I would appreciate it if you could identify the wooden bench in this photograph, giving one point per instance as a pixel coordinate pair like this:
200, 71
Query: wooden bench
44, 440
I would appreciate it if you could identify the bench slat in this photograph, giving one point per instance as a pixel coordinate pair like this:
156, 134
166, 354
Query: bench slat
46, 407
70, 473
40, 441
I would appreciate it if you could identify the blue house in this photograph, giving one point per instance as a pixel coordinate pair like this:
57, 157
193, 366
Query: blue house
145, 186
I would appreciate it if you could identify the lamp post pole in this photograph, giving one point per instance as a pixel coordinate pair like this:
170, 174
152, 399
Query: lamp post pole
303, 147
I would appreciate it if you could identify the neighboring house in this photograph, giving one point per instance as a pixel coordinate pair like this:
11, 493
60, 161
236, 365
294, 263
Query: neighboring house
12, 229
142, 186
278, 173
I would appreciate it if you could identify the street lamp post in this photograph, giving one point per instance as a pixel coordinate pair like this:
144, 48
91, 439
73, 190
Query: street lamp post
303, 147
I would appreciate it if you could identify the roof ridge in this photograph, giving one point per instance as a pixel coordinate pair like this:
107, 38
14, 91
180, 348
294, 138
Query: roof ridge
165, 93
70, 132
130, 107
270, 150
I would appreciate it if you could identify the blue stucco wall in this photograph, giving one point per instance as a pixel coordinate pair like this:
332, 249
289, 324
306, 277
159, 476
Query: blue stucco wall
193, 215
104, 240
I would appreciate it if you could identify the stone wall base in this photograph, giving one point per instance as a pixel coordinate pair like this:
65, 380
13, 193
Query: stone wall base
┄┄┄┄┄┄┄┄┄┄┄┄┄┄┄┄┄┄┄┄
_Work to complete_
Reproduce the full set of records precisely.

_Solved problem_
I would appreciate it if you could identify the wooden bench in this photograph, giving one point per instance as a pixel coordinate pair like this:
200, 71
Query: wooden bench
44, 440
I would appreciate it if you could identify the bench slat in this photograph, giving one point per instance as a pixel coordinate pair like this:
156, 134
166, 354
Query: bench slat
46, 407
70, 473
40, 441
I would appreciate it if you could identify the blue house in this photograph, giving one point per instance as a pixel coordinate pair like this:
57, 157
193, 366
Query: blue house
145, 186
I would appreciate it if you could identify the lamp post pole in this photograph, giving one point per instance as a pixel coordinate pair like this:
170, 174
152, 399
Query: lamp post pole
303, 147
I would appreciate it if you could identify the neighboring house in this photograph, giving one point per instance as a pixel coordinate pair like this:
11, 493
60, 161
236, 365
294, 263
Query: neighboring house
12, 229
142, 186
278, 173
I would appreciate it if you could identify the street lamp post in this photograph, giving one point per instance as a pixel coordinate pair like this:
144, 48
91, 439
73, 190
Query: street lamp post
303, 147
I would appreciate it if you could identify the roof ridge in this photograph, giving one point per instance as a pixel coordinate pair like this:
107, 38
14, 91
180, 348
294, 138
Query: roof ridge
165, 93
70, 132
130, 107
270, 150
I would appreciate it if you could identify the blue stucco wall in this photograph, giving one point per instance as a pixel coordinate pair like this:
332, 249
289, 324
306, 277
159, 476
Query: blue stucco wall
193, 215
104, 240
I would appreciate it if you could identify the stone wall base in this photograph, giving one point per instance as a pixel coordinate pair like this:
65, 380
13, 193
Query: stone wall base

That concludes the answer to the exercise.